Extract ::
I will never live in Dallas.

I can't wait to finish this semester of Spanish so I'll never have to speak it again!

Law school, phffffffffffffffffft.

Marry a Republican? How terrible would that be!


I'd like to be married for at least 2 years before I even *think* about kids.

I'm healthy and relatively young... Surely, it'll be a cinch to get pregnant. 

Joni Mitchell was right, folks.  {Are we really surprised?}

So It Goes
{via}

Anyhoover, if you've been visiting this little quadrant of the interwebs with any regularity, you likely have an inkling as to which truth has become my untruth.... We want a baby.  And we don't have one.  Not even a wee, itty-bitty almost-baby percolating in the ol' beerwinebelly.  And it's not for lack of trying.  Or time.  

To put it mildly, there's a lot of MAJOR FEELINGS surrounding this particular Life Hiccup.  A lot of tears, a lot of irrational thinking. A lot of over-analyzing, a lot of Googling, a lot of pestering medical professionals with bulleted lists of queries.  And, to be quite honest, a lot of somewhat twisted laughter at all the weird-ass shit that's become our new Normal. 

It's a fucked-up little rabbit hole we've stumbled down, that's for sure.  

And while some days it seems as if Fate has handed me THE MOTHER irony OF ALL WRITING MATERIAL, I'm just not completely comfortable virtually donning my new Born This Way T-Shirt for everyone with a Google Reader to see.  

Born This Way Glee
Baby-Making Skillz?  Needs Improvement.  Microsoft Paint Skillz? A++

Although I guess I just did. 

Hmmmmmmmm.

What I suppose I'm attempting to say - however ineloquently - is {for the sake of honesty and posterity and probably some other words ending in an "ee" sound that aren't coming to mind at the moment}...

... This is what's happening right now... but it's unlikely that I'll start going all Full Disclosure on you in this space.  

There are many wonderful bloggers out there chronicling their TTC {that's "trying to conceive" for all you fertility virgins out there} {SO! MANY! ACRONYMS!} {It's like being initiated into the lamest possible branch of the CIA} experiences in great detail, and I sincerely admire their candor.  It's just not for me.  Or for E... whose pretty much like "uuuuh, can't you just post more pictures of sparkly shit?"

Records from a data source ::
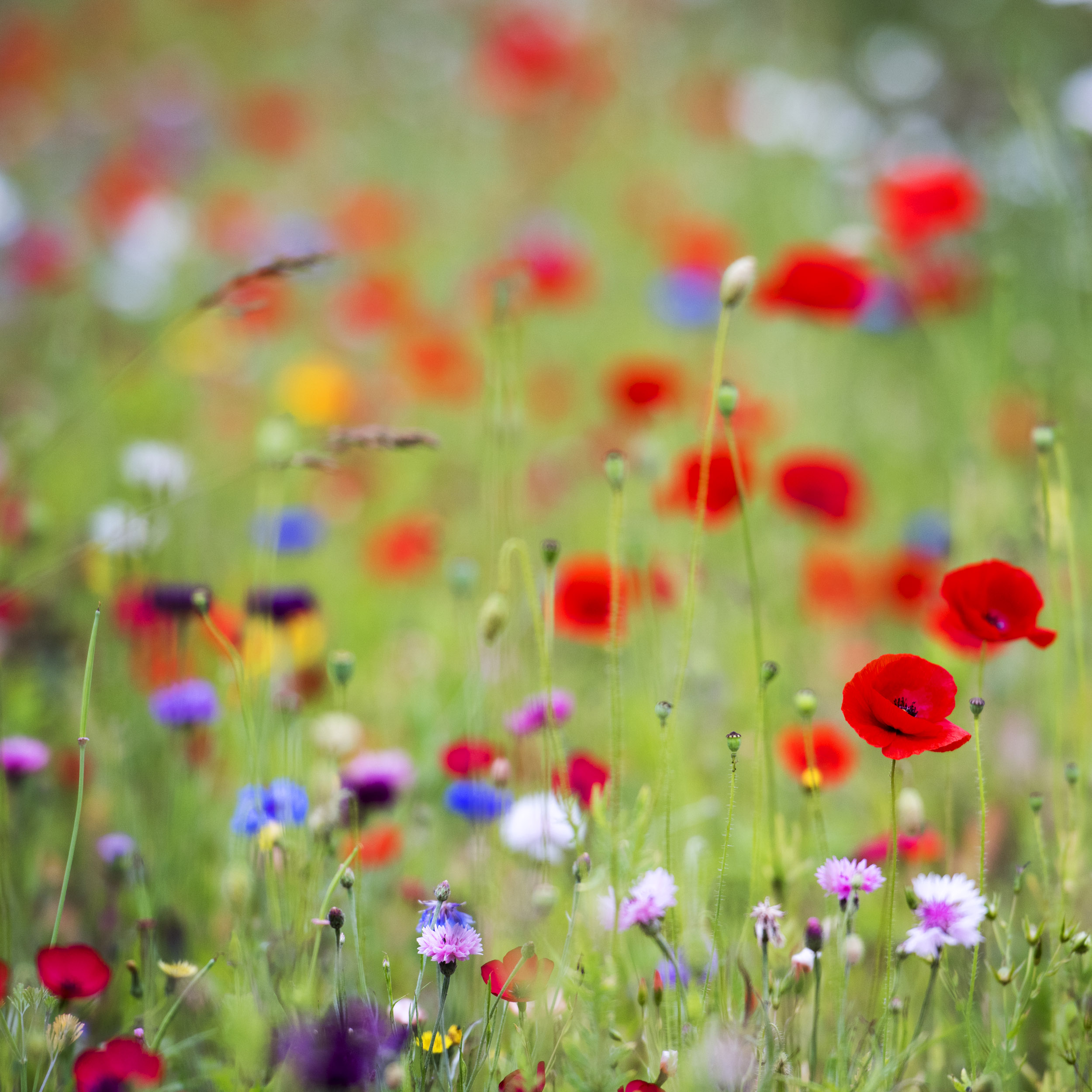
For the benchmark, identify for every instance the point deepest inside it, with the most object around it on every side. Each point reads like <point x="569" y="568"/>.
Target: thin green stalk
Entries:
<point x="178" y="1001"/>
<point x="83" y="743"/>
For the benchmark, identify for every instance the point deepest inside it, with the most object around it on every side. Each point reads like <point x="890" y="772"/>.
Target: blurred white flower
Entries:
<point x="158" y="467"/>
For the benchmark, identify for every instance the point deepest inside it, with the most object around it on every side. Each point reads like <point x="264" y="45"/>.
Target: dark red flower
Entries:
<point x="529" y="980"/>
<point x="582" y="599"/>
<point x="108" y="1068"/>
<point x="640" y="386"/>
<point x="924" y="199"/>
<point x="900" y="704"/>
<point x="996" y="602"/>
<point x="722" y="498"/>
<point x="835" y="756"/>
<point x="76" y="971"/>
<point x="468" y="757"/>
<point x="816" y="281"/>
<point x="820" y="485"/>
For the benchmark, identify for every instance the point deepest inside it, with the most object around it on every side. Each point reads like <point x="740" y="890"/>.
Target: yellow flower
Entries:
<point x="180" y="970"/>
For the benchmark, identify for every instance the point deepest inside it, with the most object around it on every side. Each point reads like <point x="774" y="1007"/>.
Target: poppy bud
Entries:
<point x="614" y="467"/>
<point x="341" y="665"/>
<point x="1042" y="436"/>
<point x="493" y="617"/>
<point x="806" y="702"/>
<point x="739" y="280"/>
<point x="728" y="399"/>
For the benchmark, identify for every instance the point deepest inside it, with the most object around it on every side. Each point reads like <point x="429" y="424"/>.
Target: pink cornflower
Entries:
<point x="649" y="899"/>
<point x="531" y="715"/>
<point x="449" y="942"/>
<point x="950" y="910"/>
<point x="841" y="877"/>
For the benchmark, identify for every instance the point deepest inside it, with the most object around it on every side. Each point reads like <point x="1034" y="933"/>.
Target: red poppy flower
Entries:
<point x="582" y="599"/>
<point x="835" y="756"/>
<point x="468" y="757"/>
<point x="76" y="971"/>
<point x="900" y="704"/>
<point x="820" y="485"/>
<point x="516" y="1082"/>
<point x="922" y="200"/>
<point x="112" y="1066"/>
<point x="405" y="549"/>
<point x="529" y="980"/>
<point x="817" y="282"/>
<point x="722" y="497"/>
<point x="996" y="602"/>
<point x="640" y="386"/>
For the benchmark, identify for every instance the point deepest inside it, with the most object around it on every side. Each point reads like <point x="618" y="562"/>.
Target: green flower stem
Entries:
<point x="178" y="1001"/>
<point x="83" y="743"/>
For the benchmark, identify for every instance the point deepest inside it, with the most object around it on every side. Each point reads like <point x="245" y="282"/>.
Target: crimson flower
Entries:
<point x="924" y="199"/>
<point x="835" y="756"/>
<point x="76" y="971"/>
<point x="640" y="386"/>
<point x="817" y="282"/>
<point x="820" y="485"/>
<point x="529" y="980"/>
<point x="900" y="704"/>
<point x="108" y="1068"/>
<point x="468" y="757"/>
<point x="996" y="602"/>
<point x="582" y="599"/>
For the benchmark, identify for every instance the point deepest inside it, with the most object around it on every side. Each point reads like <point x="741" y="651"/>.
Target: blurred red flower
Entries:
<point x="820" y="485"/>
<point x="996" y="602"/>
<point x="924" y="199"/>
<point x="816" y="281"/>
<point x="835" y="756"/>
<point x="900" y="704"/>
<point x="640" y="386"/>
<point x="114" y="1065"/>
<point x="405" y="549"/>
<point x="73" y="971"/>
<point x="468" y="757"/>
<point x="722" y="498"/>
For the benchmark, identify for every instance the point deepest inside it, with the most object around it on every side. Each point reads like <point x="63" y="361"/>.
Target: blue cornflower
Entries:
<point x="284" y="802"/>
<point x="477" y="801"/>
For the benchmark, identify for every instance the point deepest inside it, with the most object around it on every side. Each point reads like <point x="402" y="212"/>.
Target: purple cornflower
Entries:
<point x="186" y="704"/>
<point x="377" y="779"/>
<point x="949" y="910"/>
<point x="344" y="1050"/>
<point x="844" y="878"/>
<point x="21" y="756"/>
<point x="449" y="942"/>
<point x="649" y="900"/>
<point x="531" y="715"/>
<point x="115" y="848"/>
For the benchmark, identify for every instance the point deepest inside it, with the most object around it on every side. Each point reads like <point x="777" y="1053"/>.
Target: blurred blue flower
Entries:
<point x="293" y="530"/>
<point x="687" y="297"/>
<point x="477" y="801"/>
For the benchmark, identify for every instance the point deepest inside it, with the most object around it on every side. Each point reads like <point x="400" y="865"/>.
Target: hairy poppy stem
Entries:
<point x="79" y="798"/>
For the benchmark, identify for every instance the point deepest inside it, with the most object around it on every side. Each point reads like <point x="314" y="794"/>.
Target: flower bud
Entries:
<point x="493" y="617"/>
<point x="737" y="281"/>
<point x="614" y="467"/>
<point x="806" y="702"/>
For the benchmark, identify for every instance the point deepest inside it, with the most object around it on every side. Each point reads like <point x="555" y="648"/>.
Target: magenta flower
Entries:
<point x="21" y="756"/>
<point x="844" y="878"/>
<point x="449" y="942"/>
<point x="531" y="715"/>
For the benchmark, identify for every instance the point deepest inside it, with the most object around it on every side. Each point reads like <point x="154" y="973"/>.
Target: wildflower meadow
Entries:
<point x="545" y="545"/>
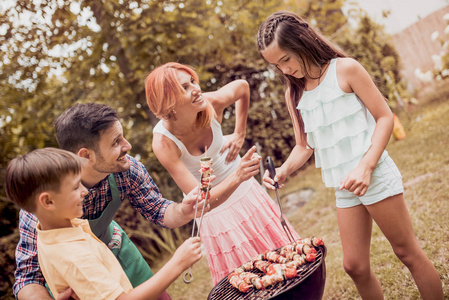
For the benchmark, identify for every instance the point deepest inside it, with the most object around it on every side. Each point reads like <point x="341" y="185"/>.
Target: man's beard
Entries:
<point x="103" y="167"/>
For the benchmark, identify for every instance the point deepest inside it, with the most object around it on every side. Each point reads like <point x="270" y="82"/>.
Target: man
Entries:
<point x="93" y="131"/>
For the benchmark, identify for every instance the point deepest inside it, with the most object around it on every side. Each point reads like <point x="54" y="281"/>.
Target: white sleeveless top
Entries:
<point x="338" y="125"/>
<point x="221" y="170"/>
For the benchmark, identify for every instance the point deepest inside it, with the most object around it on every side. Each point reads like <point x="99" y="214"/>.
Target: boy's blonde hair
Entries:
<point x="37" y="171"/>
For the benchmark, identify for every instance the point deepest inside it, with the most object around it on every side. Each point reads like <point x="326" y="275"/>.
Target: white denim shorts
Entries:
<point x="386" y="181"/>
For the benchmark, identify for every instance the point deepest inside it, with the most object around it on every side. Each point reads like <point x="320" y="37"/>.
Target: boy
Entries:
<point x="47" y="183"/>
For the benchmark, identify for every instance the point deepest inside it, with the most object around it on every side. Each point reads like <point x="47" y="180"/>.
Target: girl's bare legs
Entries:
<point x="394" y="220"/>
<point x="355" y="225"/>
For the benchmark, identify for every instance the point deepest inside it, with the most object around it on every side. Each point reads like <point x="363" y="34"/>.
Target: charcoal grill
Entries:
<point x="308" y="285"/>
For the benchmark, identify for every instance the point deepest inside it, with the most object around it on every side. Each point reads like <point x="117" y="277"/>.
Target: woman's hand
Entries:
<point x="280" y="178"/>
<point x="249" y="165"/>
<point x="234" y="142"/>
<point x="357" y="181"/>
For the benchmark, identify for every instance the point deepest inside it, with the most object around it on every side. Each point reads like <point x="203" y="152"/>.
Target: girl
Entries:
<point x="339" y="114"/>
<point x="247" y="223"/>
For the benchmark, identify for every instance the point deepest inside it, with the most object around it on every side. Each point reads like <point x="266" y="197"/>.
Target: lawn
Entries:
<point x="423" y="160"/>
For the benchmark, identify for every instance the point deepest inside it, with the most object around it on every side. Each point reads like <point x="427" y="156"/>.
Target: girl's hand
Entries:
<point x="234" y="142"/>
<point x="357" y="181"/>
<point x="188" y="253"/>
<point x="249" y="165"/>
<point x="279" y="178"/>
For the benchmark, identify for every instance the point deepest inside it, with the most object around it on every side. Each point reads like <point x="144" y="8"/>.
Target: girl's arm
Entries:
<point x="354" y="78"/>
<point x="169" y="155"/>
<point x="236" y="92"/>
<point x="298" y="156"/>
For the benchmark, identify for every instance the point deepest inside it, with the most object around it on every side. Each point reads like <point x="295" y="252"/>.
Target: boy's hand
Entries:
<point x="188" y="253"/>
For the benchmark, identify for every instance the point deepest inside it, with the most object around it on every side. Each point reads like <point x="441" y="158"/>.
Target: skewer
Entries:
<point x="188" y="276"/>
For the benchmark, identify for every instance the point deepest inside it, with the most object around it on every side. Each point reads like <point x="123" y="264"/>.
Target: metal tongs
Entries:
<point x="188" y="277"/>
<point x="272" y="171"/>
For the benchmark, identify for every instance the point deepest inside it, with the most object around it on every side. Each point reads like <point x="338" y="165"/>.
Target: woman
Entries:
<point x="243" y="220"/>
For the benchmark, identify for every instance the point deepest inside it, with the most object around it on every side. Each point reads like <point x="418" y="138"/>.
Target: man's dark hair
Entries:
<point x="80" y="126"/>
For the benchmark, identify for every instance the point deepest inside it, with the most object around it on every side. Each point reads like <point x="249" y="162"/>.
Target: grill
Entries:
<point x="308" y="285"/>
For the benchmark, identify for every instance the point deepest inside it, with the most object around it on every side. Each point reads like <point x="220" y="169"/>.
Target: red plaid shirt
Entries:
<point x="135" y="184"/>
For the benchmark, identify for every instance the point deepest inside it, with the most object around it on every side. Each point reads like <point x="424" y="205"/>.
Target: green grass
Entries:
<point x="423" y="160"/>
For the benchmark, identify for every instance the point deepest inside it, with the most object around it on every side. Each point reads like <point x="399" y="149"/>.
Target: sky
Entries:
<point x="403" y="12"/>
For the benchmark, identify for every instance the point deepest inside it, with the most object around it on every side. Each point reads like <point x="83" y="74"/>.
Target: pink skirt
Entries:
<point x="245" y="225"/>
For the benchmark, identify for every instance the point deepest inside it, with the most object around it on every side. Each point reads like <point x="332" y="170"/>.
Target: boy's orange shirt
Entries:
<point x="74" y="257"/>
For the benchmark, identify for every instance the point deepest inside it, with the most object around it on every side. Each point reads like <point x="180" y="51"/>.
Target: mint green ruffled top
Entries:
<point x="338" y="125"/>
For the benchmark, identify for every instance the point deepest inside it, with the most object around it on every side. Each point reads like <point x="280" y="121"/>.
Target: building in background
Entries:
<point x="416" y="46"/>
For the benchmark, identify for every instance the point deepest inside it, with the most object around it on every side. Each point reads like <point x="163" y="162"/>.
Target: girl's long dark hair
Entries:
<point x="294" y="36"/>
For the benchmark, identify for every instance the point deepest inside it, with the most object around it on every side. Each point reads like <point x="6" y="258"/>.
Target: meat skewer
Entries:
<point x="203" y="192"/>
<point x="277" y="265"/>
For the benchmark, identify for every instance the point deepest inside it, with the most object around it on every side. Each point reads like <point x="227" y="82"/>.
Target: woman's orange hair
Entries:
<point x="164" y="91"/>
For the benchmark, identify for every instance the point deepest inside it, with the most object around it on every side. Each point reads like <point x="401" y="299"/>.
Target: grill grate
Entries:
<point x="225" y="291"/>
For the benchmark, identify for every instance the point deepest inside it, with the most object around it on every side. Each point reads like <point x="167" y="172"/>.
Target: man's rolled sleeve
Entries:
<point x="28" y="270"/>
<point x="145" y="196"/>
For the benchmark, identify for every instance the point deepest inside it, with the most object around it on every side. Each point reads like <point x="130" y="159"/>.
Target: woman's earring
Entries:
<point x="173" y="114"/>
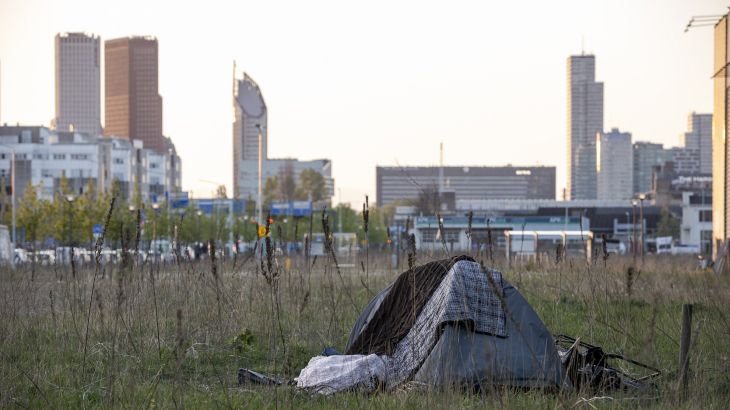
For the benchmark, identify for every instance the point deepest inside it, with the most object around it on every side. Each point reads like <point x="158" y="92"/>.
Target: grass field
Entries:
<point x="175" y="335"/>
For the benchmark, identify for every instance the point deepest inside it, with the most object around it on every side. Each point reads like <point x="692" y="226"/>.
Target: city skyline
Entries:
<point x="388" y="117"/>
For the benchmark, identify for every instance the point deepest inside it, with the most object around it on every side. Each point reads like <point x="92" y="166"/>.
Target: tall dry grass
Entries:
<point x="174" y="334"/>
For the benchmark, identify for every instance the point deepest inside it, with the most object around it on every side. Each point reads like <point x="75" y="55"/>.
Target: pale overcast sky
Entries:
<point x="367" y="83"/>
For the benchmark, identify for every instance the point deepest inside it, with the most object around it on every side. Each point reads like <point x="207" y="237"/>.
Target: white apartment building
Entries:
<point x="78" y="83"/>
<point x="43" y="156"/>
<point x="696" y="228"/>
<point x="614" y="165"/>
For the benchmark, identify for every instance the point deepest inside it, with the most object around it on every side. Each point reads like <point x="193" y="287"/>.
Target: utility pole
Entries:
<point x="641" y="224"/>
<point x="633" y="228"/>
<point x="12" y="187"/>
<point x="259" y="204"/>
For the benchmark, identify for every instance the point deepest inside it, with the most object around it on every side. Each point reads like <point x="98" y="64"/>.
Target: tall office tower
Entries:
<point x="585" y="121"/>
<point x="694" y="154"/>
<point x="585" y="170"/>
<point x="78" y="83"/>
<point x="250" y="114"/>
<point x="646" y="155"/>
<point x="614" y="165"/>
<point x="133" y="105"/>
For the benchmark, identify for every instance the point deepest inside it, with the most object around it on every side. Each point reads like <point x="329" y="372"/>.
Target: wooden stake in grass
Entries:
<point x="684" y="344"/>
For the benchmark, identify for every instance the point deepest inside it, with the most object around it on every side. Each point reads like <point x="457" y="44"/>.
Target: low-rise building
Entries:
<point x="43" y="156"/>
<point x="408" y="184"/>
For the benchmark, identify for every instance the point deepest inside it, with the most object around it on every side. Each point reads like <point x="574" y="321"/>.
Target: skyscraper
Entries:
<point x="613" y="165"/>
<point x="585" y="121"/>
<point x="646" y="155"/>
<point x="78" y="83"/>
<point x="720" y="142"/>
<point x="133" y="105"/>
<point x="250" y="118"/>
<point x="694" y="154"/>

Exercise directions ::
Swap "Fate" for "Chance" in the blog post about trying to conceive, and write out again its passage that begins at "It's a fucked-up" and stops after "in this space.".

Your response ::
It's a fucked-up little rabbit hole we've stumbled down, that's for sure.  

And while some days it seems as if Chance has handed me THE MOTHER irony OF ALL WRITING MATERIAL, I'm just not completely comfortable virtually donning my new Born This Way T-Shirt for everyone with a Google Reader to see.  

Born This Way Glee
Baby-Making Skillz?  Needs Improvement.  Microsoft Paint Skillz? A++

Although I guess I just did. 

Hmmmmmmmm.

What I suppose I'm attempting to say - however ineloquently - is {for the sake of honesty and posterity and probably some other words ending in an "ee" sound that aren't coming to mind at the moment}...

... This is what's happening right now... but it's unlikely that I'll start going all Full Disclosure on you in this space.